- Activity -
Gather every line below where "List" appears.

- Data to process -
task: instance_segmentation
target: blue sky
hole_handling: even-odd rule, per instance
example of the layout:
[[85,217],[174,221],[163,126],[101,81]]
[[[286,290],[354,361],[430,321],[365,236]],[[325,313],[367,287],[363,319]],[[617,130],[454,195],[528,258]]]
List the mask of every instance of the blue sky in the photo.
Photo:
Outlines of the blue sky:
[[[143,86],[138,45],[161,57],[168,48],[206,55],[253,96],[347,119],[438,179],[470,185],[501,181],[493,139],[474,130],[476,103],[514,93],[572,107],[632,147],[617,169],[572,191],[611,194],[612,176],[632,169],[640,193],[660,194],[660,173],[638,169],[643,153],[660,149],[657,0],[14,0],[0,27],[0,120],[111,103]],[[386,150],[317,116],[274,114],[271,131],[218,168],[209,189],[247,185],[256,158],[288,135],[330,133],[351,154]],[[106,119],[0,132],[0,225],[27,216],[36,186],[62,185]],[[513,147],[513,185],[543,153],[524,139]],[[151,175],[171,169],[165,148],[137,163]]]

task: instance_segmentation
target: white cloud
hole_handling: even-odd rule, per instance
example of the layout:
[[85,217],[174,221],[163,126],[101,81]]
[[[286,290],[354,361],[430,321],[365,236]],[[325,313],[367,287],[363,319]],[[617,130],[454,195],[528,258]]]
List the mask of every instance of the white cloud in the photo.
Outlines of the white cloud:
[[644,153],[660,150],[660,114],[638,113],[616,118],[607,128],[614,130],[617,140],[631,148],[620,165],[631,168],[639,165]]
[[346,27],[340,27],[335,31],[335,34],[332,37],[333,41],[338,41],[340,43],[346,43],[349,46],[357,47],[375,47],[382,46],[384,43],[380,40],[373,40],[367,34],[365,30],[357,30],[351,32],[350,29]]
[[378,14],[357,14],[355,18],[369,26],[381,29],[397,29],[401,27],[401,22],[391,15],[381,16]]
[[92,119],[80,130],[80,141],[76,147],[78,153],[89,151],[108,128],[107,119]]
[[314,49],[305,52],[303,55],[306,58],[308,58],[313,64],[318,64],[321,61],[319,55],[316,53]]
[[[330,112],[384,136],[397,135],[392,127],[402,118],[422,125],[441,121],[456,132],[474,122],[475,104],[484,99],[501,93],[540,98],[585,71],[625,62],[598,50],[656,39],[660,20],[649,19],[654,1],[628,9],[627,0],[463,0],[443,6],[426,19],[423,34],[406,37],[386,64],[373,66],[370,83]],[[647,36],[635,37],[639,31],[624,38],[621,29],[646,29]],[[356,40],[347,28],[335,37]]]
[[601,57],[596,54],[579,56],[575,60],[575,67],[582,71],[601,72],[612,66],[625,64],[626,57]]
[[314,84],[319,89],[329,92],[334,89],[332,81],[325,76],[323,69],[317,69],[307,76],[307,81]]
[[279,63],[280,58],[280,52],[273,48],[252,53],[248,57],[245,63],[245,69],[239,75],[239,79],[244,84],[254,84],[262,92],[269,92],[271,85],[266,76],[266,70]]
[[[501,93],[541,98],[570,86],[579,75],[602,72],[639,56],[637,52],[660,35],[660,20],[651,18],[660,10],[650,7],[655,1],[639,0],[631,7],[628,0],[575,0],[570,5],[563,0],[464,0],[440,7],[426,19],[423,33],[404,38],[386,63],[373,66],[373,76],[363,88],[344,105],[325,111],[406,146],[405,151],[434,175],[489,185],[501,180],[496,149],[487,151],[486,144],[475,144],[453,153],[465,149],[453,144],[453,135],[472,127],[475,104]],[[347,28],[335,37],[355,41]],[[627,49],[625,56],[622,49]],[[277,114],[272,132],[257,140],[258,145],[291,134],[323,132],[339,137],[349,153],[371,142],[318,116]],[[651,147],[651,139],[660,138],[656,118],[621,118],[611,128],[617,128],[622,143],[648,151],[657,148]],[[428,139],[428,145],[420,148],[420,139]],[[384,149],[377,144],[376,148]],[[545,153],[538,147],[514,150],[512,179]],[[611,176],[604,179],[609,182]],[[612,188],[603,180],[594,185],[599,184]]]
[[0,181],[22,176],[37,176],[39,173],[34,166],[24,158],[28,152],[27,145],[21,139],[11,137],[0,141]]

- Reply -
List the mask of every instance of the blue sky in the photo.
List the mask of every instance of the white cloud in the photo.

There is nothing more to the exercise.